What you need to do ▸
A - In the AWS benchmark text, what is the current minimum rotation interval for Secrets Manager?
B - Pick up the AWS benchmark text after its final sentence and keep writing it.

Source extract ▸
The judge prompt also includes explicit instructions to tolerate stale service limits. AWS changes quotas regularly, and a model trained six months ago will cite different numbers. The judge evaluates conceptual understanding, not whether the model memorized the latest quota update.
Objective Accuracy vs. Overall Accuracy
I track two accuracy metrics. Overall accuracy counts all three question types. Objective accuracy counts only factual and multiple choice questions, excluding open-ended results.
This distinction exists because open-ended scoring depends on the judge model. If the judge prompt is too strict, open-ended scores drop. If it is too lenient, they inflate. Objective accuracy gives a judge-independent measure of model knowledge. The two metrics tell different stories: objective accuracy clustered tightly (94.3% to 97.7%) while overall accuracy ranged from 87.7% to 97.2%.
The Training Data Staleness Problem
The most operationally significant finding from this benchmark has nothing to do with model rankings. AWS changes service limits, renames features, and updates quotas on a regular cadence. Models trained on data from six to twelve months ago will confidently state outdated values.
Specific Examples
| Question | Current Answer | Legacy Answer | Models Affected |
|---|---|---|---|
| ElastiCache max shards | 500 | 90 | Mercury 2 |
| Fargate max vCPU | 16 vCPU | 4 vCPU | Haiku 4.5, Mercury 2 |
| Aurora max storage | 128 TiB | 64 TiB | (unit alias issue) |
| SNS max subscriptions per topic | 12.5 million | 10 million | Mercury 2 |
| Secrets Manager min rotation | 4 hours | 1 day / 30 days | All four models |
| Glacier Deep Archive retrieval | 12 hours | 48 hours | Mercury 2 |
The Secrets Manager result stands out. Every model tested, including Sonnet 4.5, cited an outdated minimum rotation interval. AWS updated this from 1 day to 4 hours, and none of the models had incorporated the change. This is a genuine risk for teams using LLMs for security architecture reviews. An AI assistant recommending a 1-day rotation schedule for database credentials would be following outdated guidance.

Data provided ▸
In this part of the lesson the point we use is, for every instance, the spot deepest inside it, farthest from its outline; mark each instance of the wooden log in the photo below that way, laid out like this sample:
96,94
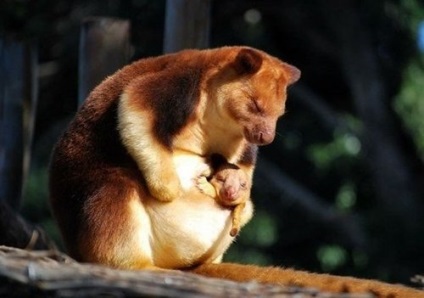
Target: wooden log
187,24
52,274
18,94
104,48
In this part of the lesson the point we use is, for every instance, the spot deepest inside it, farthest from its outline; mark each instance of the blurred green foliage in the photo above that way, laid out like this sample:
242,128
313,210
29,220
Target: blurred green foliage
338,222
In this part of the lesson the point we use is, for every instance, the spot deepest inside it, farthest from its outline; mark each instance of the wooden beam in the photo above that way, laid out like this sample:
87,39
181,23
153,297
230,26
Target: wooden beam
104,48
187,24
18,94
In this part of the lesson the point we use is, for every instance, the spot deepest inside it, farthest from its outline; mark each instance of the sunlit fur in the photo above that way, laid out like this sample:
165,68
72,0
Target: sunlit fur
150,129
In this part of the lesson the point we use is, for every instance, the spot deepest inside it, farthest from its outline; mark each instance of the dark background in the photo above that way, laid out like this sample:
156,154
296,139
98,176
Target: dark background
341,189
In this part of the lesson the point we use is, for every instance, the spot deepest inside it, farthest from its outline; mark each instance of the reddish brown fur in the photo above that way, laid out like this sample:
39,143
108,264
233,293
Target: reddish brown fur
93,178
324,282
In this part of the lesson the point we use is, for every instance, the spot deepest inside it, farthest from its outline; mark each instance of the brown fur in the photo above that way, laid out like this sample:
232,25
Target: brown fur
181,108
119,184
325,282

Results for each task ▸
A - 4 hours

B -
Legacy Answer Tracking
Rather than penalizing models for stale training data, I implemented a "legacy answer" system. Each factual question can carry a list of previously correct answers alongside current acceptable answers. When a model matches a legacy answer, it scores as correct but gets flagged with a [LEGACY] tag. This separates "the model knows the concept but has outdated data" from "the model does not know the answer."
For the open-ended judge, I added a legacy_notes field with instructions telling Opus 4.6 to not penalize responses that cite older service limits. Cloud infrastructure changes faster than training data updates. Punishing models for this creates a benchmark that measures training recency rather than knowledge depth.
Results
Overall Performance
| Model | Overall | Objective (F+MC) | Factual | Multiple Choice | Open-ended | Legacy Answers |
|---|---|---|---|---|---|---|
| Claude Sonnet 4.5 | 97.2% | 96.6% | 95.1% | 97.8% | 100.0% | 1 |
| Mercury 2 | 92.5% | 96.6% | 92.7% | 100.0% | 73.7% | 2 |
| Claude Sonnet 4 | 88.7% | 97.7% | 97.6% | 97.8% | 47.4% | 1 |
| Claude Haiku 4.5 | 87.7% | 94.3% | 95.1% | 93.5% | 57.9% | 2 |
Three things jump out immediately.
First, objective accuracy clusters tightly. All four models scored between 94.3% and 97.7% on factual plus multiple choice questions. On pure factual recall and conceptual understanding of AWS services, these models are separated by less than 4 percentage points. The raw knowledge is there.
Second, open-ended scoring is the primary differentiator. Sonnet 4.5 scored 100% on open-ended questions (19 for 19). Sonnet 4 scored 47.4%. Same model family, separated by one generation, with a 53-point gap on architecture reasoning. The Opus 4.6 judge demands comprehensive coverage of rubric points, and Sonnet 4.5 consistently produced responses that hit every required knowledge point.
Third, Mercury 2 scored 100% on multiple choice. A diffusion-based model, architecturally distinct from the autoregressive Transformer models it competed against, achieved perfect accuracy on conceptual AWS questions. This suggests that the diffusion approach does not inherently sacrifice knowledge retention.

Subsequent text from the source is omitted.